* **Исходный отрывок**:
§ §

«Социально близкими» были у нас и «воспитатели»: в лагерях имелись культурно-воспитательные части — КВЧ.
Помню, в Пиндушах мой первый воспитатель сидел за убийство жены из ревности. Был он довольно симпатичный инертный мужчина, ни во что особенно не вмешивался и не стремился нас «воспитывать», предоставляя нам полную свободу в клубно-артистической деятельности. Он вполне довольствовался привилегиями своего начальнического местечка, дававшего ему отдельную кабиночку при КВЧ, которая позволяла ему иметь лагерную «жену», и пользоваться прочими преимуществами лагерного начальства.
Вероятно, в Пиндушах не хватало «соцблизких», а может быть, они проворовывались без конца — в общем, почему-то придумали назначить в «завы» столовой меня.
При столовой была крохотная комнатушка, в которой мне полагалось жить, она же была и кладовой получаемых на день продуктов. Считалось, что я живя там, в кладовке, охраняю от расхищения эти продукты.
В первую же ночь напившийся вдребезги повар — армянин, тоже какой-то «соцблизкий» — ломился ко мне в окно, просовывая сквозь ставни свой мясницкий нож:
— Все равно зарэжу… Жива нэ будэшь… — хрипел он за окном, а я дрожала на железной коечке, запихав под неё подальше самое ценное — куль с солёным мясом…
Впрочем, все обошлось благополучно, и армянин — повар протрезвел к утру, меня не зарезал, и вскоре мы нашли с ним нечто вроде «общего языка», и он оставил меня в покое в обмен на моё невмешательство в его махинации с продуктами.
Я не думаю, что при мне он воровал меньше, чем до меня, но кое-как мы концы с концами сводили и людей кормили. А так как я старательно стирала салфетки и на столы ставила в банках букеты ромашек, собранных на острове, все находили, что я отличная «завша» и вполне справляюсь со своими обязанностями.
Ах, эта комнатка-кладовушка в моей столовой!.. За весь лагерный срок это была моя единственная индивидуальная «кабинка», как называли в лагере такие закутки.
В то время я ещё не была способна оценить это наивысшее в лагере счастье — иметь свой собственный угол. Я ещё не знала и не понимала, что такое лагерь. А после, мне уже никогда не довелось обладать таким углом.
Правда, много лет спустя, когда я жила и работала в больнице Усоль-Лага, мы с моей дорогой подругой Катей Оболенской устроили себе кабинку на чердаке терапевтического корпуса, но нас очень скоро оттуда «вытурили», не дав насладиться и отдохнуть от общего барака…
…Иногда на верфи бывали настоящие праздники, которые и мы искренне воспринимали как «праздник». Это было, когда спускали на воду лихтера или другие суда, построенные на верфи. Правда, мы не разбивали бутылки шампанского вслед соскальзывающему в воду судну, но всё равно, всё происходило очень торжественно.
Всё население лагеря высыпало на берег, приезжало обычно из Медвежки какое-нибудь начальство, и бывала даже музыка — самодеятельный оркестр из нескольких музыкантов.
Распорядитель спуска отдавал команду: — Руби ряжи!

§ §

* **Условия заданий**:
1) Продублируйте фрагмент отрывка о лагерной жизни между словами «Всё население лагеря» и «из нескольких музыкантов.» включительно.
2) Продолжите отрывок о лагерной жизни, начиная сразу после его последней фразы.
Далее следует отдельный материал, не относящийся к отрывку о лагерной жизни.

* **Фрагмент данных**:
§ §

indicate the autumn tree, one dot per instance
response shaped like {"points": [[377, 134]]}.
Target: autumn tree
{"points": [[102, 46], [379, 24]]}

§ §

* **Ответы к упражнениям**:
1)
Всё население лагеря высыпало на берег, приезжало обычно из Медвежки какое-нибудь начальство, и бывала даже музыка — самодеятельный оркестр из нескольких музыкантов.

2)
И жёлтая, сверкающая новизной и солнечным блеском, огромная деревянная посудина начинала боком тихонько скользить со стапелей. Потом скорей, скорей по смазанным жиром слегам, и вот лихтер ухает в воду, подняв крыло искрящихся брызг.
— Урра! — гремит на берегу — все радостно взволнованы, все горды — ведь это наше судно! Наше! (…Я вычерчивала его шпангоуты!.. А я рассчитывал его осадку!.. А я строгал килевую балку!..)
Как будто мы не были кучкой несчастных людей, незнамо — неведомо почему, по каким законам, оторванных от своих близких, от своих других дел, которые мы и знали, и умели, и любили, и делали «там», на воле?!
Нет, об этом не думалось в ту минуту, когда красавец-лихтер — плод нашего «здешнего» труда — плавно покачивался в поднятой им же самим волне…
Но однажды судьба решила напомнить нам, кто мы такие со своей «производственной» гордостью.
Был вот такой торжественный спуск лихтера. Было синее небо и солнце. Было начальство и музыка, и оркестр заиграл туш, когда лихтер, плавно скользящий по косым слегам, — вдруг — стал на полдороге. Стал — и всё тут!
Может быть, смазочное масло оказалось плохим; может быть, что-нибудь недорассчитали. Одним словом, лихтер стал и не двигался.
Нестройно, не в лад замолк смущённый оркестр. Забегало наше лагерное начальство, забегали инженеры КБ.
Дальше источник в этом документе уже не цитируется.